=== Problem statement ===
Quote the data below verbatim, reproducing every line in its original order.

[Rows from a pointing dataset]
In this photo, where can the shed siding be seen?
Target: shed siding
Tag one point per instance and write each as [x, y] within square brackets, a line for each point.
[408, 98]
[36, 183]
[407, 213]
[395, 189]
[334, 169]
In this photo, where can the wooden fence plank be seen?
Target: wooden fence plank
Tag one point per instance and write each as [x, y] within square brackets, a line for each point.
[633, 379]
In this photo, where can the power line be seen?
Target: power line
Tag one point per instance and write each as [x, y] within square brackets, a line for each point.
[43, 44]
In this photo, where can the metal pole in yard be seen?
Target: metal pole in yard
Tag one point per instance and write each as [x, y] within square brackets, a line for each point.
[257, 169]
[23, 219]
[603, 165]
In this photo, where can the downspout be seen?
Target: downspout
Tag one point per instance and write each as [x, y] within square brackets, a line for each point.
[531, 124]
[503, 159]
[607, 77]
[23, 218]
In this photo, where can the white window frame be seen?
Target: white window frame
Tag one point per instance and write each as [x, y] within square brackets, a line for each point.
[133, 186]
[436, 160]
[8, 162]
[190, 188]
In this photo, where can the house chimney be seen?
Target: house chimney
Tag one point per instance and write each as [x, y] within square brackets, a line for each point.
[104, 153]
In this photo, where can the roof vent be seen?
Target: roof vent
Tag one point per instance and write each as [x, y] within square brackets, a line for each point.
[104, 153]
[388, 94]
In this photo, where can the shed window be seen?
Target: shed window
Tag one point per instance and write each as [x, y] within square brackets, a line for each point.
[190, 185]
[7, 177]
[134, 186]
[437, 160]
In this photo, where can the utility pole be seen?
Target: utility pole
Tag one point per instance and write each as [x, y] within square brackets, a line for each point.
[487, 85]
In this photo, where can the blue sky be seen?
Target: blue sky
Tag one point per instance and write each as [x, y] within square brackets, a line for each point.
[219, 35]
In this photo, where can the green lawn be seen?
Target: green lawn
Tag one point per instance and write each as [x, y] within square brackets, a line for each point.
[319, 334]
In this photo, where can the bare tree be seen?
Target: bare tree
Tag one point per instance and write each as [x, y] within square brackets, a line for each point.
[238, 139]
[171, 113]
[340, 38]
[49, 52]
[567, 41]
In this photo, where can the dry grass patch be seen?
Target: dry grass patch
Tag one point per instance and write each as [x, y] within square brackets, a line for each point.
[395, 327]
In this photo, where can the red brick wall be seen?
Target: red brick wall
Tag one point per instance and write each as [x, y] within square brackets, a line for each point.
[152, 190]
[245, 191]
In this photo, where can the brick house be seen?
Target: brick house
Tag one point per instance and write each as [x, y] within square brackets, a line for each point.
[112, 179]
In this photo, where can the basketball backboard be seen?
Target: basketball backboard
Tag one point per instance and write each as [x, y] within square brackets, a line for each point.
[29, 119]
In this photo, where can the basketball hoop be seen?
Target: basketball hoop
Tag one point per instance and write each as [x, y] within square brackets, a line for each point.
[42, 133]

=== Task result ===
In this photo, where can the shed siding be seen?
Target: shed siding
Tag one point per instance and write each as [x, y] within square brackets, a line for each point.
[408, 98]
[36, 183]
[407, 213]
[395, 189]
[334, 169]
In this photo, where can the wooden fence plank be seen?
Target: wooden fence plank
Tag one point per instance and write each as [x, y] within square brackets, a line for each point.
[633, 379]
In this photo, where can the power line be seen?
Target: power line
Tag one point per instance and write each as [x, y] within square brackets, a line for each point.
[43, 44]
In this photo, where can the metal pole in yard be seen?
Target: metal pole in yard
Tag one point per instance and write each as [x, y] within square brackets, a line for each point.
[257, 169]
[23, 219]
[603, 165]
In this photo, where can the downspout be seen?
Target: downspout
Tag one point per instance and write each as [x, y] within square brackets, a line for each point.
[531, 124]
[503, 159]
[607, 77]
[23, 218]
In this photo, where can the white window frame be seen?
Target: white window frame
Tag one point per instance and write each as [x, y] within square brackets, a line for each point.
[133, 186]
[436, 160]
[8, 162]
[190, 188]
In this photo, where can the house chimney be seen?
Target: house chimney
Tag one point per instance and write each as [x, y] within square brackets, a line for each point.
[104, 153]
In this photo, where can the roof vent be seen?
Target: roof vent
Tag one point per instance and write each as [x, y] within square brackets, a line for each point.
[104, 153]
[388, 94]
In this photo, where can the shed window be seen?
Target: shed window
Tag one point per instance and write each as [x, y] within square brackets, a line for each point.
[190, 185]
[7, 177]
[134, 186]
[437, 160]
In this photo, where can the utility pole be seen?
Target: utility pole
Tag one point per instance and write each as [x, y] within square brackets, a line for each point.
[487, 85]
In this photo, where can the blue sky be seen?
Target: blue sky
Tag one point per instance and write each as [x, y] within square brackets, a line for each point.
[219, 35]
In this photo, where can the green lawn be seen?
Target: green lawn
Tag one point per instance and write each as [x, y] within square brackets, a line for each point.
[319, 334]
In this photo, where can the bare tree be seen?
Target: bare tree
Tag one point per instance and write each as [x, y] within square brackets, a line for each point.
[238, 139]
[171, 113]
[340, 38]
[49, 52]
[567, 41]
In this photo, where can the dry grass patch be seen?
Target: dry grass patch
Tag one point per instance and write each as [x, y] within square brackets, a line for each point.
[395, 327]
In this photo, where can the red brick wall be seen?
Target: red brick wall
Tag one point per instance and write each as [x, y] within square brackets, a line for each point.
[152, 190]
[245, 191]
In this photo, where can the brick house be seen?
Target: brick house
Tag one point per instance and write each as [x, y] within square brackets, a line for each point.
[112, 179]
In this photo, where can the basketball backboard be seen?
Target: basketball backboard
Tag one point per instance and write each as [x, y] within square brackets, a line for each point.
[29, 119]
In this photo, where can the basketball hoop be seen?
Target: basketball hoop
Tag one point per instance and write each as [x, y] within square brackets, a line for each point.
[42, 133]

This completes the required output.